§ **Task objective**
Look through the listing underneath for "white", and copy every line that has it.

§ **Input data**
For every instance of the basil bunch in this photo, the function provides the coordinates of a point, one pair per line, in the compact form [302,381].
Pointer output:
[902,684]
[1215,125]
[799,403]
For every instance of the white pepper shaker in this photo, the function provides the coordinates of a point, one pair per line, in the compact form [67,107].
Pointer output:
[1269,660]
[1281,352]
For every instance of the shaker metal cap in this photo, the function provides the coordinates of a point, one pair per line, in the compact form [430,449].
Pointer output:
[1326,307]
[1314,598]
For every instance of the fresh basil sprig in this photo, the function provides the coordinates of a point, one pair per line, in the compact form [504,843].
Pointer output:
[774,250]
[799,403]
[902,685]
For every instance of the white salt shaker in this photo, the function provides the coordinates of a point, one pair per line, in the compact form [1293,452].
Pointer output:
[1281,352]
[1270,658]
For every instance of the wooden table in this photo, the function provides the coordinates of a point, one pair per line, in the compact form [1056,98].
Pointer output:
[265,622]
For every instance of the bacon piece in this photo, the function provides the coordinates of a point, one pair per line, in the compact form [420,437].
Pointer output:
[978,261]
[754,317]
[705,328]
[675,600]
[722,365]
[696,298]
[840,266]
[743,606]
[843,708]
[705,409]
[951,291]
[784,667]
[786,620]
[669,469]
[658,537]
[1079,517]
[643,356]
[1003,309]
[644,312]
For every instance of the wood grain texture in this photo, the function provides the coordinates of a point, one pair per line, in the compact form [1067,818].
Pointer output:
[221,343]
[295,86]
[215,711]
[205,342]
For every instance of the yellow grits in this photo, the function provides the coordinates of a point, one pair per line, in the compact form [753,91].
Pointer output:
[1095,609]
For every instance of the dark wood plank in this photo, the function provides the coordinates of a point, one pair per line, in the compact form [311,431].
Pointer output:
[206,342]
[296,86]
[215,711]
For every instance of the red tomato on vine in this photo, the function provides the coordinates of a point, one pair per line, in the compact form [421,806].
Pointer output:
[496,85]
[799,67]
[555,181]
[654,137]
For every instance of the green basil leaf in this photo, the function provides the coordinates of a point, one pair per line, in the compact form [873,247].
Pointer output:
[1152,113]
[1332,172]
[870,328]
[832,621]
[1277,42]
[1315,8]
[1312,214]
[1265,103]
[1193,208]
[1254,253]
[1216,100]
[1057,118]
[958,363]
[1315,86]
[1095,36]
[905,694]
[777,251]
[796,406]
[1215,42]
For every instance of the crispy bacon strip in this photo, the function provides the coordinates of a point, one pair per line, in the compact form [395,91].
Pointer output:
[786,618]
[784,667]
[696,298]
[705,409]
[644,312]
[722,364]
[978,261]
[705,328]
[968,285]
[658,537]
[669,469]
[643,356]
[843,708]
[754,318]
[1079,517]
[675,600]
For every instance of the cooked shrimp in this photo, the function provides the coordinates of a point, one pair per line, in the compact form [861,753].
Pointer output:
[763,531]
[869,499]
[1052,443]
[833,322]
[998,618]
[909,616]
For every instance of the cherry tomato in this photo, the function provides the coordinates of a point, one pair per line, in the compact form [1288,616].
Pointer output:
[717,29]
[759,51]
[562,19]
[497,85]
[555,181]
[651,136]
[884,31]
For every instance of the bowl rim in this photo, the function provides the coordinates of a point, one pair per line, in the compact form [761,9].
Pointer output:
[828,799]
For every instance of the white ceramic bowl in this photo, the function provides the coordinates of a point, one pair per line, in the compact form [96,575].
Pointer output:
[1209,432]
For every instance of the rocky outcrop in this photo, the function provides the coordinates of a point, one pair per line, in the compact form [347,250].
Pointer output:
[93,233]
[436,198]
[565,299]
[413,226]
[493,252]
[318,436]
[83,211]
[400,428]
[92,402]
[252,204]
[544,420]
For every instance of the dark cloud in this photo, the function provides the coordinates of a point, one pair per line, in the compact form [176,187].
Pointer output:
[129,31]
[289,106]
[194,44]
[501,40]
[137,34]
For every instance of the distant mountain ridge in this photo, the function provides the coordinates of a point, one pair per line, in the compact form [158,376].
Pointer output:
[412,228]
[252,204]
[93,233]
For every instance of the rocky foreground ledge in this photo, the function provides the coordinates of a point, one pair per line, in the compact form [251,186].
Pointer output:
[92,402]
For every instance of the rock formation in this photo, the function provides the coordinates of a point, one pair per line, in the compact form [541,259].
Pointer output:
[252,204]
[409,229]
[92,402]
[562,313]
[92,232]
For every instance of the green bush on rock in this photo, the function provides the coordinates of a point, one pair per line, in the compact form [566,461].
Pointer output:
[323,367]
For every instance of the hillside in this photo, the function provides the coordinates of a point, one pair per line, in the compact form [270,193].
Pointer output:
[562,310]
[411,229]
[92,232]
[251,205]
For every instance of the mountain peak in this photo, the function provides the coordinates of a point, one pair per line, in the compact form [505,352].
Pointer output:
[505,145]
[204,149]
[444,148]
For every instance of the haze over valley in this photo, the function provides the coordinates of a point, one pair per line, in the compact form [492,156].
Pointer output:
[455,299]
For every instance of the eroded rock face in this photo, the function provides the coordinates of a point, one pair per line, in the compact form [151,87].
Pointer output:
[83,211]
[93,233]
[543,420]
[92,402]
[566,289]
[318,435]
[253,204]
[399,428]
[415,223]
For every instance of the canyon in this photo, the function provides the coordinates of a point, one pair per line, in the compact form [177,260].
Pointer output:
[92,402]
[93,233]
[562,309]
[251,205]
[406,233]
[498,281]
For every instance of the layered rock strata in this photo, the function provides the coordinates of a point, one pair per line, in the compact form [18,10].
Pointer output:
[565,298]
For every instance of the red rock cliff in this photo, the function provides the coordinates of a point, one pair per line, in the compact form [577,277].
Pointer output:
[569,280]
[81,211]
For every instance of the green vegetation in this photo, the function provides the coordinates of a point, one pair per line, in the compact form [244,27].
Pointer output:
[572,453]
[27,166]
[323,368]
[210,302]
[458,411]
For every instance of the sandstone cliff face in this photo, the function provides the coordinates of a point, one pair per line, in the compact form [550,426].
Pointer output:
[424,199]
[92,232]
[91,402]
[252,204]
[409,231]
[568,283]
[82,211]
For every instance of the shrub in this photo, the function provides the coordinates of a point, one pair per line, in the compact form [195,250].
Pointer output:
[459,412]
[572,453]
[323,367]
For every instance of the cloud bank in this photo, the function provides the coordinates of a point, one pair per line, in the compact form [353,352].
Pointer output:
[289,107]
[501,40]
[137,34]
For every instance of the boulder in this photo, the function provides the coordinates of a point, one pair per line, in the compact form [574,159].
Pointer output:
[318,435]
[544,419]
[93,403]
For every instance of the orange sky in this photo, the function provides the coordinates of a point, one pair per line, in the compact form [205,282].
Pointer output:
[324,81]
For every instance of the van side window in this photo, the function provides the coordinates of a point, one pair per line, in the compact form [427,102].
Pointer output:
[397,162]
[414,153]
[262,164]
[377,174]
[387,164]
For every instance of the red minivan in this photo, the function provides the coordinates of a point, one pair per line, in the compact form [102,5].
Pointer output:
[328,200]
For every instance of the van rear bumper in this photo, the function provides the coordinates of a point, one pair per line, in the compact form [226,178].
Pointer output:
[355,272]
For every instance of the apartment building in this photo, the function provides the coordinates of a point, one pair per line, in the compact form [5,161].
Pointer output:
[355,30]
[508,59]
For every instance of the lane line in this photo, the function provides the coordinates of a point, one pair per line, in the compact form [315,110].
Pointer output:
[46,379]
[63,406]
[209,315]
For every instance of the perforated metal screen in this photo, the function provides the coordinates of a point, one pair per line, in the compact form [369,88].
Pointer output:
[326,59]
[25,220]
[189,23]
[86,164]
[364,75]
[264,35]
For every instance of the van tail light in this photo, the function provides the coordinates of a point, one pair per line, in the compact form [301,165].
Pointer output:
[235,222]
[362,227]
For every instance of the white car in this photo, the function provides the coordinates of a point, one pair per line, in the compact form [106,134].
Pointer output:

§ **Result below**
For every instance of the white pepper shaker in this photo, the function provides the coordinates of a point, one pair per line, in the compact form [67,107].
For every instance of the white salt shaker in this photo, the function provides the coordinates of a point, one pair per line, in the compact form [1293,452].
For every instance of the white ceramic bowl in this photo, the function provides the coordinates of a point, one pair per line, in the compact form [96,575].
For every instance of the white car in this photo, the function provides the coordinates of a point, one pair per line, in the compact form [106,134].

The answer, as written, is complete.